### [YOUR OBJECTIVE]
Which lines in the records below contain the string "leaf"? Identify each one and copy it in full, treating uppercase and lowercase as different.

### [ENTRIES SUPPLIED]

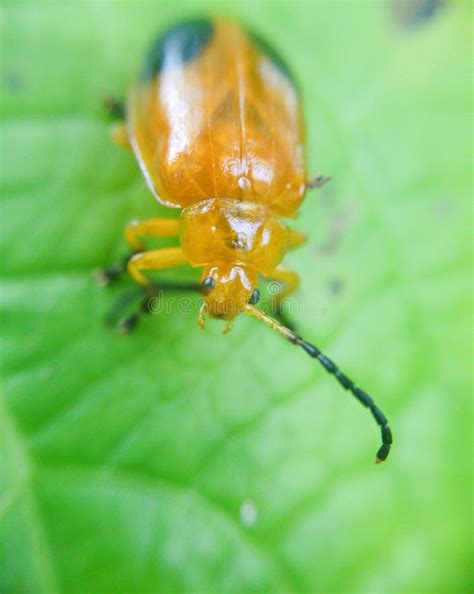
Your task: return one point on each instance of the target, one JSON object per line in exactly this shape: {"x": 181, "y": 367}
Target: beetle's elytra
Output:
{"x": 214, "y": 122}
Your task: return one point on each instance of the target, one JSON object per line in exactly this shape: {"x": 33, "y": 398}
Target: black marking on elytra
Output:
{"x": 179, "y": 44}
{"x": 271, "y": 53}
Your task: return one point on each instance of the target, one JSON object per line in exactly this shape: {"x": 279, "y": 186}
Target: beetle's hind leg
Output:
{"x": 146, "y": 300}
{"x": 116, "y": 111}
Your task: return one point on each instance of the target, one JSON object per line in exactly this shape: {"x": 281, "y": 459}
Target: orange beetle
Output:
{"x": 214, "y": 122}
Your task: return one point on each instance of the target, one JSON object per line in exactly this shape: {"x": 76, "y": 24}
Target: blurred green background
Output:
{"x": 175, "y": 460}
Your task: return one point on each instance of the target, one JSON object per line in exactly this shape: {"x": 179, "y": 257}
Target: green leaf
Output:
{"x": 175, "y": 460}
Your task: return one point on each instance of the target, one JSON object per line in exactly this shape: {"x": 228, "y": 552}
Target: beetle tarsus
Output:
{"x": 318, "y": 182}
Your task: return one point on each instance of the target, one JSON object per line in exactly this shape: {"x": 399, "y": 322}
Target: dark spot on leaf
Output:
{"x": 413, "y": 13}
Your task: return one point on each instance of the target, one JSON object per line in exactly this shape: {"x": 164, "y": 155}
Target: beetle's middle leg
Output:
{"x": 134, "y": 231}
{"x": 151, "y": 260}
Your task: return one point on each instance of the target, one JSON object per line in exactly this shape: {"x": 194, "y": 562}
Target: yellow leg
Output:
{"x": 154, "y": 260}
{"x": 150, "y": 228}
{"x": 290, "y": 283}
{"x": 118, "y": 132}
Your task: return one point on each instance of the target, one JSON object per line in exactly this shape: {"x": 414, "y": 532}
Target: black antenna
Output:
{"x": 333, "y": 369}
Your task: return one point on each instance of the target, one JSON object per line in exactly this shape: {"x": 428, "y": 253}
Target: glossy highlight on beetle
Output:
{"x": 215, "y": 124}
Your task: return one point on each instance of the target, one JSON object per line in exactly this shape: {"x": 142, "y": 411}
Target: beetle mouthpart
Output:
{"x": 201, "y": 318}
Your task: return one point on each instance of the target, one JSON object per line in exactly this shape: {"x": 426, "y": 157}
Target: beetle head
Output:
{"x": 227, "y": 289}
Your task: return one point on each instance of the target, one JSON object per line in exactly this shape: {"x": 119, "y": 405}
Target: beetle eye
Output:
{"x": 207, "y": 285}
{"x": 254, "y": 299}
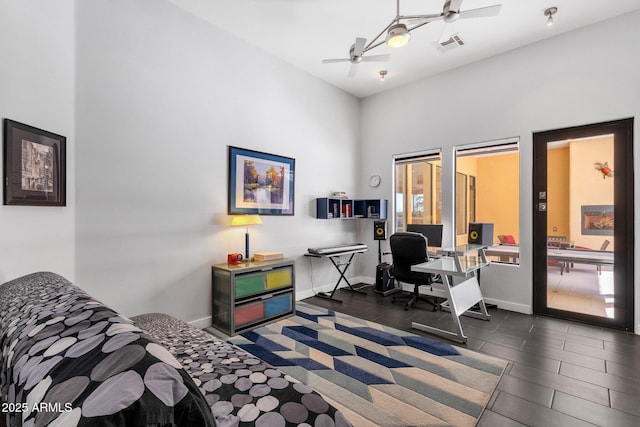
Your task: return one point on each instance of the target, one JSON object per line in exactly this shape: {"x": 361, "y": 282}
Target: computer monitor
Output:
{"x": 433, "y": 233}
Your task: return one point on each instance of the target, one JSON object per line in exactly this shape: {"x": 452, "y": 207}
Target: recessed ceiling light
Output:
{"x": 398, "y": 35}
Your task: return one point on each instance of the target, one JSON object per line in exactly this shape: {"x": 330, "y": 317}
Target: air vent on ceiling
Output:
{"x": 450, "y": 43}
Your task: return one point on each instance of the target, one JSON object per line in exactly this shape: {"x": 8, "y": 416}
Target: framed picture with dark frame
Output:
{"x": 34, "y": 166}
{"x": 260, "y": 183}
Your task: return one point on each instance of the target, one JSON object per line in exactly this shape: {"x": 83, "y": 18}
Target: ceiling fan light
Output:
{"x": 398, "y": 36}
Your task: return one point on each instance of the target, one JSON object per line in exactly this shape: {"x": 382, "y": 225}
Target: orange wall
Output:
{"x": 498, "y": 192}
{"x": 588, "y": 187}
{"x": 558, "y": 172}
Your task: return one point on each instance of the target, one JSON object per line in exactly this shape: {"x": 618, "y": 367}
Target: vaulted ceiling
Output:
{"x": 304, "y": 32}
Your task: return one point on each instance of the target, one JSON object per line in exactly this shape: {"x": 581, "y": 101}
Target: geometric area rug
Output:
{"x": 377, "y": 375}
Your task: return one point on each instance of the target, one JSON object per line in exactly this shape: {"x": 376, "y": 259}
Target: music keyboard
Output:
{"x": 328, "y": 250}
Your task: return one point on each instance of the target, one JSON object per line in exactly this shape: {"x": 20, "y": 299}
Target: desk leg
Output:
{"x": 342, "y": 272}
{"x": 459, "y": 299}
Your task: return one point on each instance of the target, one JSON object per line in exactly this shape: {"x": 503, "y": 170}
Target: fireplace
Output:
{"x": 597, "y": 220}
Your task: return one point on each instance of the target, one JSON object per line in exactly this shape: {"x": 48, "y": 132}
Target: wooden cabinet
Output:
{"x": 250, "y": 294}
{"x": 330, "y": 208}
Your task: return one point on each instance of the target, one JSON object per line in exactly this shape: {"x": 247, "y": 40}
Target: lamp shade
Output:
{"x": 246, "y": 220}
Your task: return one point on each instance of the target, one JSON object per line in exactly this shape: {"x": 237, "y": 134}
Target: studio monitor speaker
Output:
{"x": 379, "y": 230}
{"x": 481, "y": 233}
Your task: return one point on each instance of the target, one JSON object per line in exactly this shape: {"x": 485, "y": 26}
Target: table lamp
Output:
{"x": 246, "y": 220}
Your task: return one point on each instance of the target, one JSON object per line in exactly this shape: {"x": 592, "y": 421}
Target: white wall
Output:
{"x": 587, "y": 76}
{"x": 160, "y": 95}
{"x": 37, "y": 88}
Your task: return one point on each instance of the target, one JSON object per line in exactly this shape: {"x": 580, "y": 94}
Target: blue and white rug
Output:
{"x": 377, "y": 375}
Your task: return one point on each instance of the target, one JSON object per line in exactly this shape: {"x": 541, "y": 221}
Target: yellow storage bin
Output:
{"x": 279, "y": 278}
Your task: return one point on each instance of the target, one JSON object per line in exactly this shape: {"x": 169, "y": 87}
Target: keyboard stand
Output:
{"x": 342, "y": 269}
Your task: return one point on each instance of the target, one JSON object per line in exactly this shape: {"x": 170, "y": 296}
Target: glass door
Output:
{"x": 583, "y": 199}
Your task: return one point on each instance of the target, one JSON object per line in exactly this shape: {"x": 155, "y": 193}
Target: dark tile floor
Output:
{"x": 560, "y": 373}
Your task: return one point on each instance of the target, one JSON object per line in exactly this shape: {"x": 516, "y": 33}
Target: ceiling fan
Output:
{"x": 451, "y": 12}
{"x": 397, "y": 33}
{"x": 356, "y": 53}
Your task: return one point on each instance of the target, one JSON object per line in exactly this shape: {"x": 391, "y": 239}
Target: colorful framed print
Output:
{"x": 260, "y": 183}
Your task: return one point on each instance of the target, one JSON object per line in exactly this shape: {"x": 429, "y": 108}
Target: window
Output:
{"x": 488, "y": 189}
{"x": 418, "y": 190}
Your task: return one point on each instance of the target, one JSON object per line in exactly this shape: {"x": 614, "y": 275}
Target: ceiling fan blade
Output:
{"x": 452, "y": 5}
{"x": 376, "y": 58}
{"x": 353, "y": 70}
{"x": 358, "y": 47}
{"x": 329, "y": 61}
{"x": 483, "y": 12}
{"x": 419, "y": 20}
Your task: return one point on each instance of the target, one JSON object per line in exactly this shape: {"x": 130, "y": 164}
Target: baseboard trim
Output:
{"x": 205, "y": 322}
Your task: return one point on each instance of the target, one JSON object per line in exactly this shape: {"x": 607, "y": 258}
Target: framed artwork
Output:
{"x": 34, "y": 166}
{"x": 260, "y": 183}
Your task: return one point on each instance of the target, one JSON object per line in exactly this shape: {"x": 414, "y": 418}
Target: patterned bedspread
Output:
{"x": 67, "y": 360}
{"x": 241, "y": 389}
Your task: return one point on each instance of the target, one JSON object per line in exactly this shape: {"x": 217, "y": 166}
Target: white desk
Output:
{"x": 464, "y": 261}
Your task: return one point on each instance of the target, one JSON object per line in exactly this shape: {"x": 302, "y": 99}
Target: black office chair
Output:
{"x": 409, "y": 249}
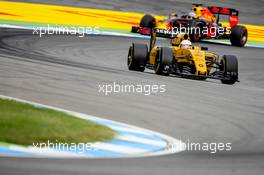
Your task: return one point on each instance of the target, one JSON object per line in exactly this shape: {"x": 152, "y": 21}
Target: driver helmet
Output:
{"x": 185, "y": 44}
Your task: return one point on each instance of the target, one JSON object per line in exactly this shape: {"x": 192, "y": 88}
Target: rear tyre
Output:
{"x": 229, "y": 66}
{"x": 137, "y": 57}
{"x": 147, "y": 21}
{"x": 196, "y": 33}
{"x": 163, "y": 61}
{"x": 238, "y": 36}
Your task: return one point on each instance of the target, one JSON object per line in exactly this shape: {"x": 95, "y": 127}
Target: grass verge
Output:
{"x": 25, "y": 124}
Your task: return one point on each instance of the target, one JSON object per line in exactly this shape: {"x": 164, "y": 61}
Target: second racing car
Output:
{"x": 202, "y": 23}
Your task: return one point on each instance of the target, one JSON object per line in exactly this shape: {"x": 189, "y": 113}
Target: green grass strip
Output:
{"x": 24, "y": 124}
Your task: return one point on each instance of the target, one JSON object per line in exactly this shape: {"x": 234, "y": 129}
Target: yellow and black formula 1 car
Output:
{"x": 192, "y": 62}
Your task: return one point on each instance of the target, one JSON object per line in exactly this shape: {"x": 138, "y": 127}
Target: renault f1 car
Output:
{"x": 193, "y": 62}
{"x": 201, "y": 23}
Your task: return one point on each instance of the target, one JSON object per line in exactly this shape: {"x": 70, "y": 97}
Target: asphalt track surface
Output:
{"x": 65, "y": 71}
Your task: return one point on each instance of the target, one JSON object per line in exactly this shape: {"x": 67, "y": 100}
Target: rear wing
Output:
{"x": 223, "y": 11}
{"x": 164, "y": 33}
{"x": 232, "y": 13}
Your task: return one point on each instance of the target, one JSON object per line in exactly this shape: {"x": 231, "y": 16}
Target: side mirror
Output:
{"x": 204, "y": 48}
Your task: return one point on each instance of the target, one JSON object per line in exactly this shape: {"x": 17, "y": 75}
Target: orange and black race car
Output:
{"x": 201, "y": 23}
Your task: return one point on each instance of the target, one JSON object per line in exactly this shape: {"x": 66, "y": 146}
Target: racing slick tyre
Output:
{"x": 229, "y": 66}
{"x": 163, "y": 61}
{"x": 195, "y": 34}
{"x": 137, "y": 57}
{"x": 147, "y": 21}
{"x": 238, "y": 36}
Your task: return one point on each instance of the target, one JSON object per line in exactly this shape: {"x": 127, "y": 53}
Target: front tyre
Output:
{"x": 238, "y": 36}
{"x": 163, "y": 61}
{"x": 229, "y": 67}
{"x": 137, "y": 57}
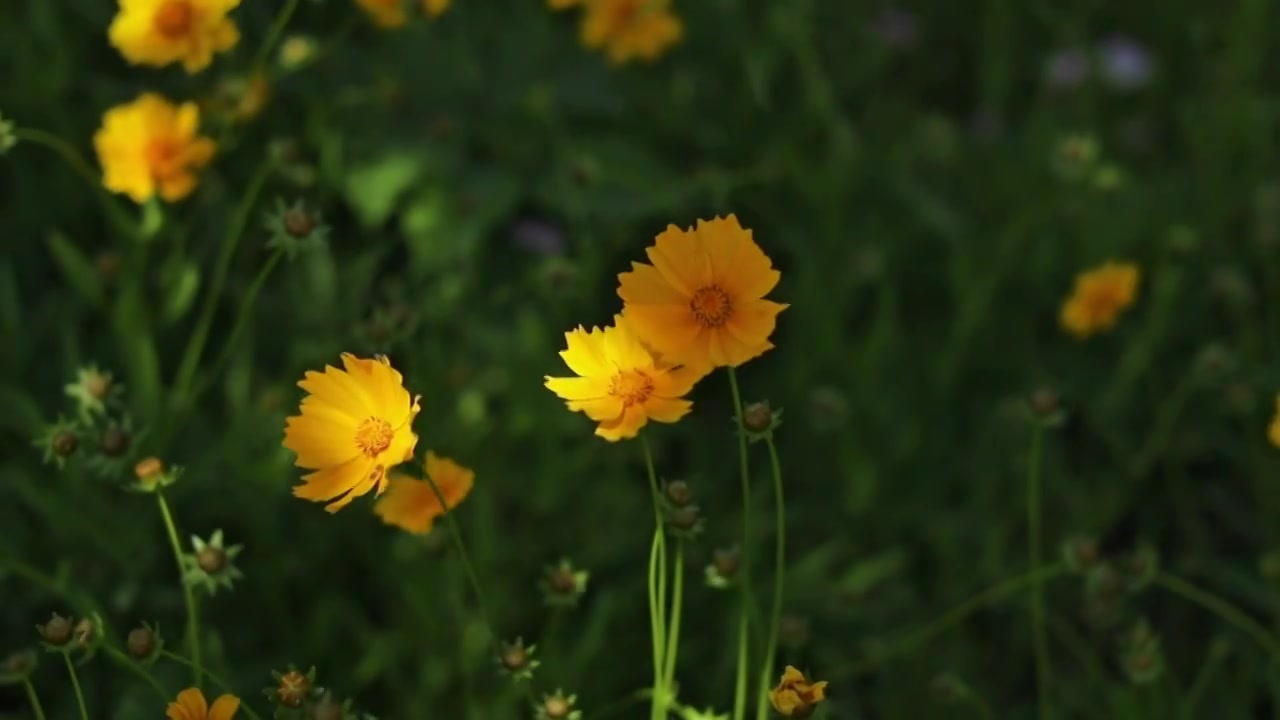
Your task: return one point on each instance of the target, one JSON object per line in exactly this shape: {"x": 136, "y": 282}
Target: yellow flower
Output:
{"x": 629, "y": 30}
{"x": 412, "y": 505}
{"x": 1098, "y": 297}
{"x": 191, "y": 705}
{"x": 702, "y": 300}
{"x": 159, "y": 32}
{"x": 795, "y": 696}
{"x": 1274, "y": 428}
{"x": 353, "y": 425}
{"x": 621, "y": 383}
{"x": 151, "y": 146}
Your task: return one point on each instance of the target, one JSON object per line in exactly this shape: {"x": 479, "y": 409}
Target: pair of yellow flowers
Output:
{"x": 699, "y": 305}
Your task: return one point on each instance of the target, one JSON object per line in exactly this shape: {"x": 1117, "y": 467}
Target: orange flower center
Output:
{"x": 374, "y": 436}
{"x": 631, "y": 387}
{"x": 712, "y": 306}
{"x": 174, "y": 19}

### [SOLUTION FOR THIS PROBLEM]
Target: green leaf
Target: dark spot on leaf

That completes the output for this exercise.